(Extracted data entries)
________________________________________

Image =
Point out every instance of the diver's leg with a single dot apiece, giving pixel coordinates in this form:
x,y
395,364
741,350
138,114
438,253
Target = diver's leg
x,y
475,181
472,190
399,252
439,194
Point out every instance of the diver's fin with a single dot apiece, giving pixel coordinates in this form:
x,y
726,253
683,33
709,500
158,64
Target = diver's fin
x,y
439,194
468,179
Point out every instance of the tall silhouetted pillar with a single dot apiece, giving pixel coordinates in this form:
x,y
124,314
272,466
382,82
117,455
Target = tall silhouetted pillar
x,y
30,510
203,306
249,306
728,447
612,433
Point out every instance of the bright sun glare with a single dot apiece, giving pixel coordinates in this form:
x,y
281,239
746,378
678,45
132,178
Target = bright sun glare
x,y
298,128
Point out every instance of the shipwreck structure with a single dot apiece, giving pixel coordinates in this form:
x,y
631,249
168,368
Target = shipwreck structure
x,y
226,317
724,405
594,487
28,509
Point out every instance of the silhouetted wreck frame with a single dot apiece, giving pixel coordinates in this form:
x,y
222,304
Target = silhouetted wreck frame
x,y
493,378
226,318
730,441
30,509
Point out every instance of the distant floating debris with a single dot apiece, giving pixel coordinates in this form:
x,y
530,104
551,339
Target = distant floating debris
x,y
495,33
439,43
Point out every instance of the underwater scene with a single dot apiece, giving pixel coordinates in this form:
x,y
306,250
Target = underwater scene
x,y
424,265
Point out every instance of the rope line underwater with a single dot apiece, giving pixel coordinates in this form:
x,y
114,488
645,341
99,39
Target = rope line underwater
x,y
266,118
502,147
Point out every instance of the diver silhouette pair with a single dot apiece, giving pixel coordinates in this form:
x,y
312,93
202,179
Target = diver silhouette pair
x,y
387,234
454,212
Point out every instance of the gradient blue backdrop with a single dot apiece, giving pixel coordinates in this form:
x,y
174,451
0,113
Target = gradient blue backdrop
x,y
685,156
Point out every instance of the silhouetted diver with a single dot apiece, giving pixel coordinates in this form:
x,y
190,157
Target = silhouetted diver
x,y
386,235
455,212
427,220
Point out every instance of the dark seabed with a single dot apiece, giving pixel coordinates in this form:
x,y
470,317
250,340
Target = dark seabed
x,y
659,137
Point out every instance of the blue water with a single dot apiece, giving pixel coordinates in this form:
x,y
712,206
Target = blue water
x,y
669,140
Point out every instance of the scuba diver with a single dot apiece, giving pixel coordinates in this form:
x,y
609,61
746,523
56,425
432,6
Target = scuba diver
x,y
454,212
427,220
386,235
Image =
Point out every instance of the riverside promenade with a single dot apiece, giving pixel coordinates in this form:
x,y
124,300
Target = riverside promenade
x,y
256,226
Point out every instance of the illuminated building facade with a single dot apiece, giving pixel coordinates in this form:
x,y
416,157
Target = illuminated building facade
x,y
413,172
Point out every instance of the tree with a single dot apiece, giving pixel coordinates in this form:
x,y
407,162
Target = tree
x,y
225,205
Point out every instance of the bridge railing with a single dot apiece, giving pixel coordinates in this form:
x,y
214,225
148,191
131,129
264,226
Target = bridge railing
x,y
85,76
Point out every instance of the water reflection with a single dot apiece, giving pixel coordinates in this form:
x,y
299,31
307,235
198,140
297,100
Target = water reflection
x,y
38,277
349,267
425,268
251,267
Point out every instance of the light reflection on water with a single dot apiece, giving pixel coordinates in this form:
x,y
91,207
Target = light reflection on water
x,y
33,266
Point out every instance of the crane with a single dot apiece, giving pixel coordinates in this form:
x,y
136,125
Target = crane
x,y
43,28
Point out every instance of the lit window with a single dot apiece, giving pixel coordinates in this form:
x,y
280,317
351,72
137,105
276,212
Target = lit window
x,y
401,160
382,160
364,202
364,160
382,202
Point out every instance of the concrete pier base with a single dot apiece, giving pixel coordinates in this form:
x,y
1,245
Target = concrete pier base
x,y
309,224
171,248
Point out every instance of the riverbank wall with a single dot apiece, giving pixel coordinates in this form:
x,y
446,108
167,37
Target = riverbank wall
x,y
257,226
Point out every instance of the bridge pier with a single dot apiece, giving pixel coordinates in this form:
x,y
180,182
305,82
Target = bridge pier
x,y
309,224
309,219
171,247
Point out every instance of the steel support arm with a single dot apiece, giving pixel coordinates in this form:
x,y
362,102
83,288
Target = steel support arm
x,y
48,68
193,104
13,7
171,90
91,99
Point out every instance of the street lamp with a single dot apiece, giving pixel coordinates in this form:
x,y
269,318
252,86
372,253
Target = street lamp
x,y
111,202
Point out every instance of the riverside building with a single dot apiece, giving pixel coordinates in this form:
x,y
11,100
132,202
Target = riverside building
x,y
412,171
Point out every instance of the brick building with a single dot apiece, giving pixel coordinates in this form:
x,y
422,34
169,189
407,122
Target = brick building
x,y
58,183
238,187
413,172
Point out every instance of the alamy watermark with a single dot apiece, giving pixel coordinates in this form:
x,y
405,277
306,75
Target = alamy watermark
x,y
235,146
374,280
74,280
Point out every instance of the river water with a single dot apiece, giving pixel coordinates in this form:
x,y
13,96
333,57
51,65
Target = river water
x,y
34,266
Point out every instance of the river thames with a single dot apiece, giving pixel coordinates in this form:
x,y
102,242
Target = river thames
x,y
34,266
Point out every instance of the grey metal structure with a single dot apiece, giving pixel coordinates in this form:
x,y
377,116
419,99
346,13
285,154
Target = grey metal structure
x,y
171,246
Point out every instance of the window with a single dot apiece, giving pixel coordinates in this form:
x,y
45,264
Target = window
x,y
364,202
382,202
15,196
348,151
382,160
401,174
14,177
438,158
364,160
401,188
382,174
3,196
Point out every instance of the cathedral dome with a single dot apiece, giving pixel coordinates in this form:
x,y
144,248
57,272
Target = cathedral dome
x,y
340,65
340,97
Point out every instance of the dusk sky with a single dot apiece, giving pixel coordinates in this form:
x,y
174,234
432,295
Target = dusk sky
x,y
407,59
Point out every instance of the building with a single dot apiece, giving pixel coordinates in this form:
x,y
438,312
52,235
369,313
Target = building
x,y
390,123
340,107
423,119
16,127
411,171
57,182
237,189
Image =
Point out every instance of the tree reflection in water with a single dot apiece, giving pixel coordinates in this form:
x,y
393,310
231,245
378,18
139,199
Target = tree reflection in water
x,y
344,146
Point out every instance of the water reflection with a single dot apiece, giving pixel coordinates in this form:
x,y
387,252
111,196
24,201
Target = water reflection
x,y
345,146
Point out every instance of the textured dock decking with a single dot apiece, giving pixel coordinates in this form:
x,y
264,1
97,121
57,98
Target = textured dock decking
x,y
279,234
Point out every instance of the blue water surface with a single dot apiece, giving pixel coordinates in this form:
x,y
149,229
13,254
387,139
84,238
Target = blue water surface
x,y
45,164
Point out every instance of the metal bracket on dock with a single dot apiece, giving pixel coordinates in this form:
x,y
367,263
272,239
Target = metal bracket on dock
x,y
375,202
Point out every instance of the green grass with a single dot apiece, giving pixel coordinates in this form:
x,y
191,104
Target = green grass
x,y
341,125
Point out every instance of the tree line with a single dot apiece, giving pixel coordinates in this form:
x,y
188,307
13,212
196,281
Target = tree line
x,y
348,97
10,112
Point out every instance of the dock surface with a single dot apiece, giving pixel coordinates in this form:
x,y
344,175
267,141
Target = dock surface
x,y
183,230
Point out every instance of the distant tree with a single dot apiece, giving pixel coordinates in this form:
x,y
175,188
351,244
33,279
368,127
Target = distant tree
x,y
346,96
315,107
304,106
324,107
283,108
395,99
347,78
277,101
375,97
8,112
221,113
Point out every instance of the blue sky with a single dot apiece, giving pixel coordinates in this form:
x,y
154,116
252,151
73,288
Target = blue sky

________________________________________

● What the task asks:
Extract the complete data, matching each line exactly.

● Result of the task:
Image =
Point out every instance of the diver's leg with a single dot apiece, giving pixel coordinates in this form:
x,y
395,364
741,350
138,114
438,253
Target = diver's leg
x,y
475,181
472,190
399,252
439,194
Point out every instance of the diver's fin with a single dot apiece, giving pixel coordinates in this form:
x,y
726,253
683,33
709,500
158,64
Target = diver's fin
x,y
439,194
468,179
Point out every instance of the tall silhouetted pillar with a single dot apiece, giving pixel coordinates in this form:
x,y
124,314
272,466
382,82
117,455
Target = tall silhouetted pillar
x,y
30,510
203,306
249,306
728,447
612,433
Point out every instance of the bright sun glare with a single dot apiece, giving pixel coordinates in this form:
x,y
281,239
746,378
678,45
132,178
Target = bright sun glare
x,y
298,128
Point out every instance of the shipwreck structure with a single dot apiece, giving pixel coordinates in this form:
x,y
631,249
168,368
Target = shipwreck structure
x,y
226,317
724,405
594,487
28,509
Point out every instance of the silhouetted wreck frame with a single dot apiece, giving pixel coordinates in this form:
x,y
222,304
Target = silhouetted wreck frame
x,y
493,378
226,318
730,441
30,509
Point out every instance of the distant floating debris with a single dot apiece, giving pixel coordinates in this form:
x,y
530,104
551,339
Target = distant floating debris
x,y
495,33
439,43
Point out every instance of the underwater scene with a single dot apiece, giving pixel coordinates in this form:
x,y
306,250
Target = underwater scene
x,y
424,265
Point out every instance of the rope line underwater with a single dot apiece, giving pixel coordinates in this form:
x,y
114,488
645,341
99,39
Target = rope line underwater
x,y
266,118
502,147
Point out every instance of the diver silhouette pair with a single dot apiece, giving pixel coordinates in this form:
x,y
312,93
202,179
Target = diver silhouette pair
x,y
387,234
454,212
Point out every instance of the gradient blue backdrop with a single dot apiece, giving pixel coordinates in this form:
x,y
174,451
0,113
Target = gradient blue backdrop
x,y
685,156
Point out every instance of the silhouetted diver with a single dot apiece, giving pixel coordinates in this form:
x,y
190,157
Target = silhouetted diver
x,y
386,235
455,212
427,220
Point out every instance of the dark seabed with a single dot apiece, giving pixel coordinates in this form:
x,y
470,317
250,340
Target = dark seabed
x,y
659,137
Point out every instance of the blue water with a single dot apiece, giving pixel coordinates in this form:
x,y
712,206
Target = blue water
x,y
669,140
Point out every instance of the scuba diver with a single dot apiece, giving pixel coordinates in this form:
x,y
609,61
746,523
56,425
432,6
Target = scuba diver
x,y
454,212
427,220
386,235
Image =
Point out every instance of the riverside promenade with a single dot apiece, giving pixel coordinates in this form:
x,y
124,300
Target = riverside promenade
x,y
256,226
Point out every instance of the illuminated building facade with a single dot apiece, giving pixel coordinates in this form:
x,y
416,157
Target = illuminated building facade
x,y
413,172
Point out every instance of the tree with a single dot apiece, giving pixel coordinates in this form:
x,y
407,162
Target = tree
x,y
225,205
Point out every instance of the bridge railing with a single dot apiece, giving pixel coordinates in this form:
x,y
214,225
148,191
131,129
264,226
Target = bridge railing
x,y
85,76
Point out every instance of the water reflection with a single dot apiece, giving pixel coordinates in this form:
x,y
299,31
307,235
198,140
297,100
Target = water reflection
x,y
38,277
349,267
425,268
251,267
Point out every instance of the light reflection on water with a single dot apiece, giving pixel coordinates in this form:
x,y
91,207
Target = light reflection on water
x,y
33,266
Point out every instance of the crane with a single dot apiece, giving pixel coordinates in this form:
x,y
136,125
Target = crane
x,y
43,28
Point out every instance of the lit window with a single dot apiece, giving pixel coordinates in this form:
x,y
280,317
351,72
137,105
276,212
Target = lit window
x,y
401,160
382,160
364,202
364,160
382,202
Point out every instance of the concrete pier base with a single dot apiece, giving pixel coordinates in this form:
x,y
1,245
Target = concrete pier base
x,y
309,224
171,248
Point out every instance of the riverbank wall with a single dot apiece, giving pixel coordinates in this form:
x,y
446,108
167,37
Target = riverbank wall
x,y
257,226
Point out every instance of the bridge pier with a single dot apiece, giving pixel coordinates in this form:
x,y
180,182
305,82
Target = bridge pier
x,y
309,224
309,219
171,247
Point out every instance of the steel support arm with a single dot apiece, giving pixel coordinates in this form:
x,y
362,102
83,288
Target = steel support arm
x,y
48,68
193,104
13,7
171,90
91,99
Point out every instance of the street lamp with a single dot apiece, giving pixel coordinates in this form:
x,y
269,318
252,86
372,253
Target = street lamp
x,y
111,202
Point out every instance of the riverside building with a single dot apiece, giving pixel coordinates in this form:
x,y
11,100
132,202
Target = riverside building
x,y
412,171
Point out every instance of the brick building with a single dot apiece, giving pixel coordinates in this form:
x,y
422,34
169,189
407,122
Target = brick building
x,y
58,183
238,187
413,172
Point out every instance of the alamy watermark with a single dot apiece, giving pixel coordinates in this form:
x,y
405,277
306,75
Target = alamy watermark
x,y
235,146
374,280
74,280
Point out every instance of the river water with a single dot apiece, giving pixel coordinates in this form:
x,y
13,96
333,57
51,65
Target = river water
x,y
34,266
Point out every instance of the river thames with a single dot apiece, giving pixel coordinates in this form:
x,y
102,242
Target = river thames
x,y
34,266
Point out every instance of the grey metal structure with a single dot apiece, giving pixel coordinates in this form:
x,y
377,116
419,99
346,13
285,154
Target = grey metal structure
x,y
171,246
Point out every instance of the window with a single dot apiece, giving pixel coordinates in this form:
x,y
45,264
Target = window
x,y
364,202
382,202
15,196
348,151
382,160
401,174
14,177
438,158
364,160
401,188
382,174
3,196
Point out every instance of the cathedral dome with a single dot apiece, giving pixel coordinates in this form:
x,y
144,248
57,272
Target = cathedral dome
x,y
340,65
340,97
Point out every instance of the dusk sky with a single dot apiece, giving pixel coordinates in this form:
x,y
174,234
432,295
Target = dusk sky
x,y
407,59
Point out every instance of the building with a single dot apiece, giving pixel coordinates in this form:
x,y
438,312
52,235
369,313
Target = building
x,y
390,123
340,107
423,119
16,127
411,171
57,182
237,189
Image =
Point out every instance of the tree reflection in water with a single dot apiece, giving pixel coordinates in this form:
x,y
393,310
231,245
378,18
139,199
Target = tree reflection in water
x,y
344,146
Point out every instance of the water reflection with a single dot apiece, giving pixel coordinates in this form:
x,y
387,252
111,196
24,201
Target = water reflection
x,y
345,146
Point out every instance of the textured dock decking with a single dot apiece, giving pixel coordinates in this form:
x,y
264,1
97,121
57,98
Target = textured dock decking
x,y
279,234
Point out every instance of the blue water surface with a single dot apiece, giving pixel coordinates in this form:
x,y
149,229
13,254
387,139
84,238
Target = blue water surface
x,y
45,164
Point out every instance of the metal bracket on dock with a single dot apiece, giving pixel coordinates in this form:
x,y
367,263
272,239
Target = metal bracket on dock
x,y
375,202
Point out every instance of the green grass with a single dot apiece, giving pixel coordinates in this form:
x,y
191,104
Target = green grass
x,y
341,125
Point out every instance of the tree line with a single dot apiece, giving pixel coordinates in this form:
x,y
188,307
13,212
196,281
Target = tree line
x,y
348,97
10,112
Point out every instance of the dock surface with a single dot apiece, giving pixel coordinates in this form:
x,y
344,175
267,141
Target = dock surface
x,y
183,230
Point out every instance of the distant tree with a single dot apiece, giving pixel coordinates in this form:
x,y
175,188
351,244
33,279
368,127
Target = distant tree
x,y
346,96
315,107
304,106
324,107
283,108
395,99
347,78
277,101
375,97
8,112
221,113
Point out every instance of the blue sky with a single dot apiece, giving pixel coordinates in this form:
x,y
154,116
252,151
73,288
Target = blue sky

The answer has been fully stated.